§ TASK:
Your task is to repeat the entries below exactly and to leave their images out.
___ DATA PROVIDED
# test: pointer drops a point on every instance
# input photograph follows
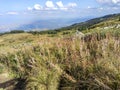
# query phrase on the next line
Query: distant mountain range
(92, 22)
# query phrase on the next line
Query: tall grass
(67, 64)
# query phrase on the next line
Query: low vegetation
(61, 59)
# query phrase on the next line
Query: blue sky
(17, 12)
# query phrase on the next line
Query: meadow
(60, 61)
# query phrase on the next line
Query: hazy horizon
(16, 13)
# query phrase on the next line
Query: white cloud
(60, 4)
(12, 13)
(29, 8)
(72, 5)
(37, 7)
(110, 2)
(49, 4)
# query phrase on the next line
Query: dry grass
(52, 63)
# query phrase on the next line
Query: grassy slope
(62, 61)
(51, 63)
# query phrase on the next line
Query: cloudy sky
(16, 12)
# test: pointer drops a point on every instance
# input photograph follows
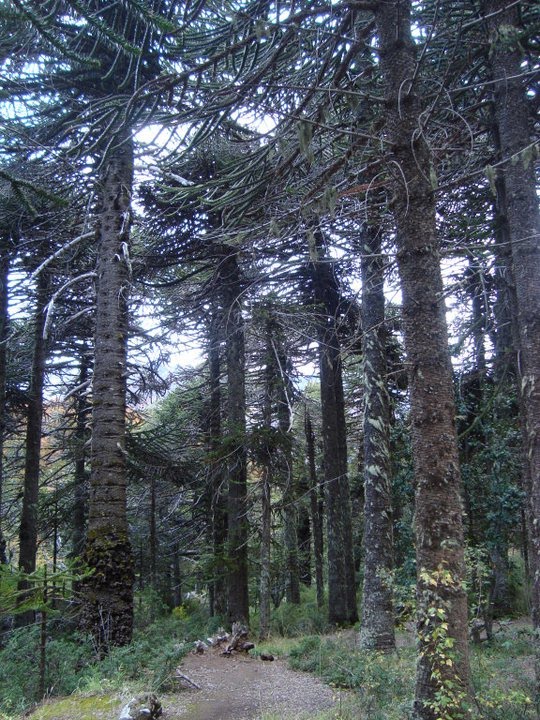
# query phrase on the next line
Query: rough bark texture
(290, 514)
(266, 507)
(377, 630)
(80, 506)
(512, 116)
(342, 608)
(238, 601)
(439, 532)
(304, 531)
(315, 509)
(108, 592)
(218, 509)
(28, 529)
(4, 322)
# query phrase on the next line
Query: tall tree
(28, 530)
(377, 630)
(523, 215)
(342, 608)
(230, 280)
(438, 511)
(108, 596)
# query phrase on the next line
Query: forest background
(299, 188)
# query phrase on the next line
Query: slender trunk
(266, 505)
(304, 532)
(289, 499)
(523, 215)
(80, 505)
(177, 577)
(4, 322)
(238, 605)
(377, 629)
(442, 602)
(108, 597)
(342, 609)
(316, 515)
(152, 532)
(28, 530)
(217, 479)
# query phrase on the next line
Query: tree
(342, 609)
(438, 510)
(237, 521)
(522, 212)
(377, 630)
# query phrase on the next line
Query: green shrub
(291, 620)
(382, 682)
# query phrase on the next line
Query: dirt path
(243, 688)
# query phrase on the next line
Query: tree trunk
(217, 479)
(512, 115)
(108, 597)
(442, 602)
(377, 630)
(315, 510)
(304, 532)
(342, 609)
(266, 504)
(28, 530)
(238, 601)
(289, 499)
(80, 505)
(4, 324)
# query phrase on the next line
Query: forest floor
(244, 687)
(240, 687)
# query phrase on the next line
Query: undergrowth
(71, 665)
(382, 684)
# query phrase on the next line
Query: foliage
(382, 683)
(149, 662)
(291, 620)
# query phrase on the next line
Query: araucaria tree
(239, 175)
(438, 510)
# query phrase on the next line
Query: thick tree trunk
(28, 530)
(4, 323)
(442, 603)
(238, 601)
(512, 116)
(377, 630)
(342, 608)
(217, 479)
(108, 597)
(315, 509)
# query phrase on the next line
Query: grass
(368, 685)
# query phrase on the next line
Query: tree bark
(238, 600)
(217, 504)
(28, 529)
(108, 597)
(315, 510)
(377, 630)
(80, 505)
(289, 499)
(266, 505)
(512, 116)
(439, 534)
(4, 329)
(342, 608)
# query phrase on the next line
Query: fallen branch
______
§ RESULT FOR THIS TASK:
# test: pointer drops a point on every instance
# input photograph follows
# query phrase on the next line
Query: distant mountain range
(92, 22)
# query phrase on the next line
Query: tall grass
(67, 64)
# query phrase on the next line
Query: low vegetation
(61, 59)
# query phrase on the next line
Query: blue sky
(17, 12)
# query phrase on the next line
Query: meadow
(60, 61)
# query phrase on the next line
Query: hazy horizon
(16, 13)
# query phrase on the next line
Query: white cloud
(60, 4)
(12, 13)
(29, 8)
(72, 5)
(37, 7)
(110, 2)
(49, 4)
# query phrase on the next line
Query: dry grass
(52, 63)
# query phrase on the next line
Query: grassy slope
(62, 61)
(51, 63)
# query phrase on the next line
Query: cloudy sky
(16, 12)
# test: pointer drops a point on every instance
# input photograph follows
# query phrase on the next line
Query: rough bark texture
(290, 514)
(266, 507)
(377, 630)
(80, 506)
(512, 116)
(342, 608)
(238, 601)
(439, 532)
(304, 531)
(315, 509)
(108, 592)
(218, 509)
(28, 529)
(4, 322)
# query phrase on the next line
Query: tall tree
(28, 530)
(377, 630)
(523, 215)
(342, 608)
(230, 280)
(438, 511)
(108, 596)
# query phrase on the next line
Query: forest background
(299, 188)
# query phrase on the next line
Query: slender trunk
(266, 505)
(304, 532)
(289, 499)
(523, 215)
(80, 505)
(177, 577)
(4, 322)
(238, 605)
(377, 629)
(442, 602)
(108, 597)
(342, 609)
(316, 515)
(152, 532)
(28, 530)
(217, 479)
# query phrase on the next line
Query: tree
(342, 609)
(438, 510)
(237, 521)
(522, 212)
(377, 630)
# query phrase on the next line
Query: green shrub
(291, 620)
(382, 682)
# query phrase on the next line
Query: dirt path
(243, 688)
# query phrase on the next line
Query: tree trunk
(217, 479)
(512, 115)
(108, 597)
(442, 602)
(377, 630)
(315, 510)
(304, 532)
(342, 609)
(266, 504)
(28, 530)
(238, 601)
(289, 499)
(80, 505)
(4, 324)
# query phrase on the next line
Query: forest floor
(244, 687)
(240, 687)
# query phrase on the next line
Query: undergrowth
(71, 665)
(382, 684)
# query phrase on the next line
Query: foliage
(382, 683)
(149, 662)
(291, 620)
# query phrase on the next line
Query: araucaria tree
(239, 175)
(438, 510)
# query phrase on the next line
Query: thick tree trunk
(28, 530)
(4, 323)
(442, 603)
(238, 601)
(512, 116)
(377, 630)
(342, 608)
(217, 479)
(108, 597)
(315, 509)
# query phrase on the next line
Query: grass
(368, 685)
# query phrase on the next line
Query: tree bark
(238, 600)
(217, 504)
(28, 529)
(108, 597)
(315, 510)
(377, 630)
(80, 505)
(289, 499)
(266, 505)
(512, 116)
(439, 534)
(4, 329)
(342, 608)
# query phrase on the next line
Query: fallen branch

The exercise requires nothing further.